WHAT YOU HAVE TO DO: Each entry should be printed exactly, with its images omitted.

EXERCISE DATA:
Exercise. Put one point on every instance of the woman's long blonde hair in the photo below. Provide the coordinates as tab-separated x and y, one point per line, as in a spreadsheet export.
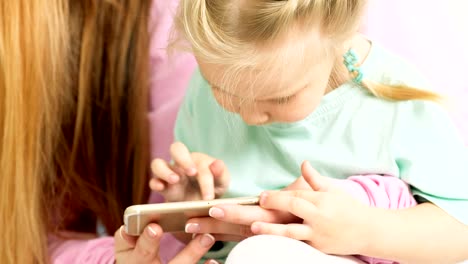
229	32
73	130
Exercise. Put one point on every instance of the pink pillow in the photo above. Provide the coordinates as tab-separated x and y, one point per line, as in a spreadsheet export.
433	35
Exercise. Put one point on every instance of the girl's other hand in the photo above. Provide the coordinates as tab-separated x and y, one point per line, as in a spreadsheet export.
145	248
333	221
192	176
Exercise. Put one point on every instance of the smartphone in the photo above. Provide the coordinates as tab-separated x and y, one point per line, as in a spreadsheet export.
173	216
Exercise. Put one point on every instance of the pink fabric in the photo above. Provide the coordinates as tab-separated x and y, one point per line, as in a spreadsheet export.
433	35
168	83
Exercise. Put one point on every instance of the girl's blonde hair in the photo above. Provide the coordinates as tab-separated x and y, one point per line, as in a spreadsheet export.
230	32
73	129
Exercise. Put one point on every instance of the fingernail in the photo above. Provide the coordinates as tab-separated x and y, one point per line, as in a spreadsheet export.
208	197
216	212
255	228
120	232
207	240
151	232
192	228
191	171
174	178
263	198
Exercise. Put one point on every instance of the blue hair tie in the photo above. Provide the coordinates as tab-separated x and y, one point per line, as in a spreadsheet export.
351	61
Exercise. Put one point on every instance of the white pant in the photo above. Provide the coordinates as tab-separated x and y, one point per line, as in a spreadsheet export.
276	249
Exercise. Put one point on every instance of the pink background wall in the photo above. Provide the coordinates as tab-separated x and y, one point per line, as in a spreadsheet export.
433	35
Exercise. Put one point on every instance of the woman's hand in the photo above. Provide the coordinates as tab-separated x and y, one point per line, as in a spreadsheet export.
145	248
193	176
333	221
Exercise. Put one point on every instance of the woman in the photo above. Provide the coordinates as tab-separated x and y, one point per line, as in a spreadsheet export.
74	78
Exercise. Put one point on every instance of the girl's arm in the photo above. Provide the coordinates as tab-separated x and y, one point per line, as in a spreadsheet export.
421	234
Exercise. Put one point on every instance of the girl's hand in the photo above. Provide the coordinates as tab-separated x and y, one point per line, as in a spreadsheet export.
233	222
145	249
193	176
333	221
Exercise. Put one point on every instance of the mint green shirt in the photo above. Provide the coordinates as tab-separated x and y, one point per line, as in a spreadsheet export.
350	133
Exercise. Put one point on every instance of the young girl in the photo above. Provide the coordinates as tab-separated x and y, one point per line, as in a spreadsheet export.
281	82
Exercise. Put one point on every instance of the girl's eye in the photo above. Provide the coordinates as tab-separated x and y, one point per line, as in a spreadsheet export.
284	100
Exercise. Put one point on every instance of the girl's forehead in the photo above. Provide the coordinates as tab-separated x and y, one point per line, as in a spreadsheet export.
274	70
273	82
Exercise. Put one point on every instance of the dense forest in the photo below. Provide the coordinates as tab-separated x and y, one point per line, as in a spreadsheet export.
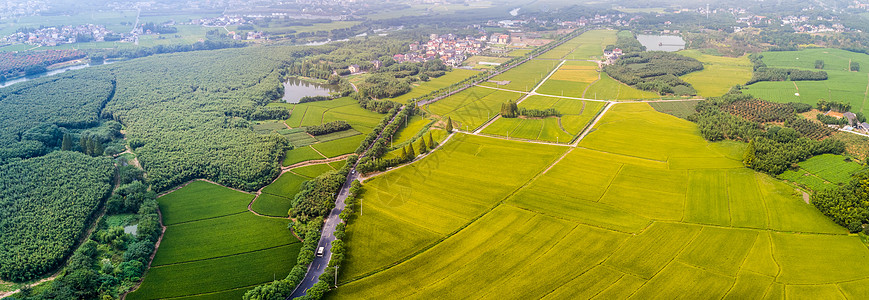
46	204
847	205
772	148
192	121
655	71
71	101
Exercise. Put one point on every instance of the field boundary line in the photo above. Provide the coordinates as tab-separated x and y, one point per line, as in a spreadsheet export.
314	162
607	189
625	155
209	218
539	257
448	235
568	219
588	127
180	186
223	256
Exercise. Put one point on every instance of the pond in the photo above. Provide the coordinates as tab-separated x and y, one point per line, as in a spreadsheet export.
295	89
669	43
50	73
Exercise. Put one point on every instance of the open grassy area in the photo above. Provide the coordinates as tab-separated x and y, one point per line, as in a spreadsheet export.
242	247
476	60
472	107
412	207
719	73
301	154
342	109
571	80
608	88
822	172
592	44
841	85
608	220
410	128
576	115
423	88
525	76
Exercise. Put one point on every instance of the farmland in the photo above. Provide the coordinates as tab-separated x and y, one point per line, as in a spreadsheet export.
571	79
576	115
642	204
609	89
335	144
842	84
719	73
200	218
821	172
472	107
434	84
525	76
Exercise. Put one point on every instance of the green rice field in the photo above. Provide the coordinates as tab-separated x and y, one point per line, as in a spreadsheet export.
822	172
641	208
472	107
608	88
842	85
195	248
525	76
576	115
719	73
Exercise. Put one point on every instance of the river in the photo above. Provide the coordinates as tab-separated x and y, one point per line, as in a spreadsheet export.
6	83
295	89
669	43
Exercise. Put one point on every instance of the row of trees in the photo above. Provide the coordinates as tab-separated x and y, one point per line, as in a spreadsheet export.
772	149
838	106
327	128
847	205
283	288
655	71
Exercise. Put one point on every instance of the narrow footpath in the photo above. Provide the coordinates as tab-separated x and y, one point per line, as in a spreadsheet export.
327	236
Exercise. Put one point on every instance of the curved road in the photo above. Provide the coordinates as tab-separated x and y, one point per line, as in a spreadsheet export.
327	235
318	266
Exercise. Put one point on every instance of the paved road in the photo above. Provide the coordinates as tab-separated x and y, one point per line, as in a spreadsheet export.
327	236
318	266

ANSWER FOR THE TASK:
Exercise. Put one point on every instance of the woman's long blonde hair in the photo below. Provide the coordinates as tab-separated x and y, one point per line, as in a spreadsheet export.
229	32
73	130
Exercise. Put one point on every instance of the pink pillow in the photo above. Provide the coordinates as tab-separated x and y, one point per line, as in a spreadsheet export.
433	35
Exercise. Put one point on every instance of the girl's other hand in the photo above. Provide the coordinates as tab-separated x and y, one point per line, as in a spreadsheet export.
145	248
333	221
192	176
Exercise. Put one point on every instance of the smartphone in the photo above. Provide the coordinates as tab-separated x and y, one point per line, as in a spreadsheet export.
173	216
Exercise. Put one point on every instance of the pink fabric in the photo above. Provide the coordinates as tab-separated x and y, one point per line, as in a spreadsheet export.
433	35
168	83
Exercise. Put one point on every instance of the girl's blonde hair in the photo above. Provide the coordinates as tab-separated x and y, one point per line, as in a spreadsheet export.
230	32
73	129
Exercise. Put one point on every instance of the fingernail in the photo above. Provide the coordinates as tab-separated x and y, one point per line, as in a spreadsheet export.
208	197
216	212
255	228
120	232
207	240
151	232
192	228
191	171
174	178
263	198
Exercise. Put one point on every instance of the blue hair tie in the photo above. Provide the coordinates as tab-separated x and y, one point per line, as in a spreadsheet export.
351	61
Exercise. Put one point on every instance of the white pant in the photo above. Provide the coordinates as tab-separated x and y, one point per line, as in a spreadsheet export.
276	249
Exercise. Put one point on every instance of the pink background wall in the photo above. Provide the coordinates as tab-separated x and y, one point per line, as in a spreadsheet export.
433	35
Exercise. Put one point on every instance of the woman's hand in the photo above. Provide the coordinates as tab-separated x and y, one point per line, as in a spreadsheet export.
145	248
193	176
333	221
Exercise. Put one point on every instance of the woman in the photo above. Provide the coordinates as tab-separated x and y, one point per line, as in a spreadsheet export.
74	78
Exercise. Put one point on every instance of the girl's arm in the photo above. Provide the coordinates as tab-separated x and y, one point per line, as in a spreadsheet export.
421	234
Exercise. Put one point on every instance of the girl's hand in the photo above. Provide the coordinates as tab-separated x and y, one point per line, as in a spreadsheet export.
233	222
145	249
193	176
333	221
Exercise. Put one point on every instance of the mint green shirt in the photo above. Provide the coordinates as tab-separated x and y, one point per line, as in a spreadsheet export.
350	133
Exercise. Put one point on every instance of the young girl in the photo above. Provide the coordinates as tab-separated x and y, one point per line, as in a spreadsheet export.
281	82
Exercise. Put one point on every instance of the girl's eye in the photo above. Provide the coordinates as tab-separated x and y, one point per line, as in a spreadsheet export.
284	100
Exercise. Put one point on every instance of the girl's forehead in the photo above. Provide the coordinates as tab-separated x and y, one point per line, as in a spreadsheet export.
274	70
273	82
Exercise. Put one point on every instance of the dense forest in the photo below. Provide the coordinates as tab-separated x and y, one point per line, as in a spreadsheet export.
46	204
847	205
772	148
192	121
655	71
71	101
Exercise. Put one point on every instance of the field boundary line in the photo above. Provide the coordinates as tab-separated x and y, one point per line, as in a spreadsheet export.
314	162
607	189
625	155
209	218
539	257
448	235
568	219
588	127
180	186
223	256
Exercise. Put one point on every instance of the pond in the photo above. Provide the coordinates as tab-separated x and y, one point per line, as in a spreadsheet export.
295	89
669	43
50	73
Exercise. Put one point on every instance of the open grassy area in the photo above. Provide the coordinates as tab-separated x and y, one point per line, as in a spreadsheet export.
242	247
476	60
472	107
412	207
719	73
301	154
342	109
571	80
608	88
822	172
592	44
841	85
608	220
410	128
576	115
423	88
525	76
Exercise. Put one point on every instance of the farmland in the photo above. Provide the coordinates as tab-separated x and y, one point per line, as in a spreadsheet export.
571	79
576	115
642	204
609	89
335	144
842	84
719	73
200	218
821	172
472	107
434	84
525	76
Exercise. Put one point on every instance of the green rice field in the photo above. Provide the coordinates as tab-separated x and y, one point per line, as in a spreadsheet export.
822	172
641	208
472	107
608	88
842	85
195	248
525	76
576	115
719	73
Exercise. Put one point on every instance of the river in the photo above. Provide the coordinates as tab-separated x and y, one point per line, as in a spreadsheet export.
6	83
295	89
669	43
Exercise. Put one point on every instance of the row of trees in the photo above. Provide the coordinates as tab-separated x and y, one point per line, as in a spreadsheet export.
772	149
838	106
327	128
847	205
283	288
655	71
Exercise. Put one point on every instance of the narrow footpath in the photo above. Provide the coordinates as tab-separated x and y, one point per line, as in a spreadsheet export.
327	236
Exercise. Put one point on every instance of the curved road in the photo above. Provide the coordinates as tab-separated x and y, one point per line, as in a spreadsheet export.
327	235
318	266
Exercise. Put one point on every instance of the paved road in the photo above. Provide the coordinates as tab-separated x and y, one point per line, as in a spreadsheet export.
327	236
318	266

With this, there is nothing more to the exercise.